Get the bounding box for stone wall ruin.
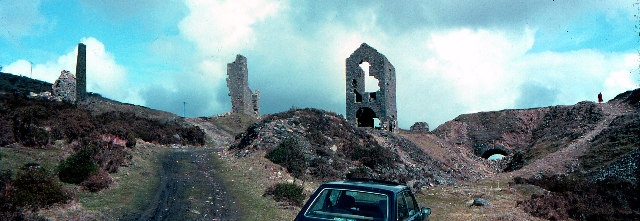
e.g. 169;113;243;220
226;54;260;116
52;70;76;102
346;43;397;132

□ □ □ □ □

All entries are to be retyped exactly. Omit any embedded images.

Get the bounding box for stone wall ruin.
e.g. 169;113;243;220
226;54;260;116
52;70;76;102
346;43;397;132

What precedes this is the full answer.